***** Stored data *****
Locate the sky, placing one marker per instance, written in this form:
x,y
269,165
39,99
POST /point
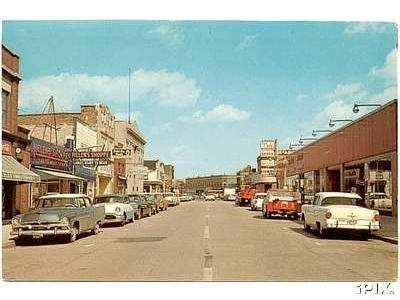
*****
**Exercise description**
Reproduce the records above with "marker" replaced by "pin" and everything else unchanged. Leave out the picture.

**Solved exercise**
Locate the sky, placing one pin per instance, written in this form:
x,y
269,165
39,99
POST /point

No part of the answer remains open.